ACTIVITY:
Take every line in the entries that includes the word "rear" and copy it.

+++ EXERCISE DATA +++

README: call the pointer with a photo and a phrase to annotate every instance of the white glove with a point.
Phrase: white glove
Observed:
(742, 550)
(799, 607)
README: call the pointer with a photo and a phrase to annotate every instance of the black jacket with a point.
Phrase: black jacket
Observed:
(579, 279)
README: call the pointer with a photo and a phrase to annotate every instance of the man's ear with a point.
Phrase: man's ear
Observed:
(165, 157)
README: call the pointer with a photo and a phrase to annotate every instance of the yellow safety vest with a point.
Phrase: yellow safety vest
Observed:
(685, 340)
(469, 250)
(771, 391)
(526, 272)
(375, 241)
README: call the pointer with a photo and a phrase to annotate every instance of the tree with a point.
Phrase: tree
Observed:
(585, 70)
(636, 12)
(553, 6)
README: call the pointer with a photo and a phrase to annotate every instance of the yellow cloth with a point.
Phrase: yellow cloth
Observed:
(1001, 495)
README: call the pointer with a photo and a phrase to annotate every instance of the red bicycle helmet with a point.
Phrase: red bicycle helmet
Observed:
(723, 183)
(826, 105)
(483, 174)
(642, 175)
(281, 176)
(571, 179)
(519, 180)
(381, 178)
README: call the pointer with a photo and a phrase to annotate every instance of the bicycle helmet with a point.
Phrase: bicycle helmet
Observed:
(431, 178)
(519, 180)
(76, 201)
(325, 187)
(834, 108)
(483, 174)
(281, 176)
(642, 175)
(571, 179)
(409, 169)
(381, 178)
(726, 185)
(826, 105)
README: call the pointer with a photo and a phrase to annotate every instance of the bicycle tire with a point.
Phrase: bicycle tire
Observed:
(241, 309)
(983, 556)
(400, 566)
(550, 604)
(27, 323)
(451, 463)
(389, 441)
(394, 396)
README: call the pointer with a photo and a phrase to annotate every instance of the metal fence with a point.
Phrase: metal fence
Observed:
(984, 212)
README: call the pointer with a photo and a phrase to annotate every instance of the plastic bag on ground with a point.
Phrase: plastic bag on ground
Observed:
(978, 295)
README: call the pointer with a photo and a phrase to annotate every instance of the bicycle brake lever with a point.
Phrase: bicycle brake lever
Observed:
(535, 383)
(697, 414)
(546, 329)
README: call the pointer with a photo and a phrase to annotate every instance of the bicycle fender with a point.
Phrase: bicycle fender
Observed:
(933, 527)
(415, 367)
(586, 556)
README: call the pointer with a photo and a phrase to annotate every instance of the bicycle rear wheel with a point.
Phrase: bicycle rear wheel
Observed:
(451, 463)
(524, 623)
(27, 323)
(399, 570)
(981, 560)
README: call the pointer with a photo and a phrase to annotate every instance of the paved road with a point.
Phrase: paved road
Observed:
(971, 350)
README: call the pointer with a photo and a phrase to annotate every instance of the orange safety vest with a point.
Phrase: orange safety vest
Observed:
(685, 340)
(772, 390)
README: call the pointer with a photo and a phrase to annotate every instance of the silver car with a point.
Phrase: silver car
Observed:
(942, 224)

+++

WRITTEN ANSWER:
README: call the pointer with a photo and a phrase to annotate every instance of the bicycle rear wheel with a point.
Phrase: bicycle rear wheel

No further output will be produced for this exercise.